+++ Material provided

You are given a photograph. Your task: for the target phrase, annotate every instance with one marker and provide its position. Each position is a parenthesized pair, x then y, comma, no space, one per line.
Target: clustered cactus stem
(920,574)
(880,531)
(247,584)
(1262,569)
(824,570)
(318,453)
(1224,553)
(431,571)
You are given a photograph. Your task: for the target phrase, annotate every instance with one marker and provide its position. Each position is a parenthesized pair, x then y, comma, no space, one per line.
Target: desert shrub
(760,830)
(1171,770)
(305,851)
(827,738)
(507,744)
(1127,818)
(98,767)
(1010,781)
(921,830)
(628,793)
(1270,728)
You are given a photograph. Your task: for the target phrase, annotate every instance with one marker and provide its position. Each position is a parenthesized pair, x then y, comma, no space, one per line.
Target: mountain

++++++
+++ Material provided

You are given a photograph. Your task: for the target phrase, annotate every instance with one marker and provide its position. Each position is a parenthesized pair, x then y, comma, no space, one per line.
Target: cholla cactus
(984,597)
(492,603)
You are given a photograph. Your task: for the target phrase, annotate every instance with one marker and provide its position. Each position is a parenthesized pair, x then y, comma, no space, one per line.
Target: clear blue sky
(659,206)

++++++

Exercise brief: Repeat, character for character, the lines of the material above from the line with "Target: clustered cactus stem" through the line with "Target: mountain".

Task response:
Target: clustered cactus stem
(920,574)
(880,531)
(247,584)
(1262,569)
(824,570)
(318,453)
(1224,553)
(431,571)
You are given a photograph. Your task: for the target phrase, annotate every instance with one marker and provide its position. Each position is a parenthesized pair, x then y, comma, no space, one per line.
Target: desert shrub
(760,830)
(1171,770)
(305,851)
(827,738)
(507,744)
(1127,818)
(98,767)
(1010,781)
(921,830)
(628,793)
(1270,728)
You are given a photograph. Your task: for the target phrase, annotate every instance with one marker and provide its position. Each position is a parenthesized pair, x then y, comma, no space, one per line.
Target: mountain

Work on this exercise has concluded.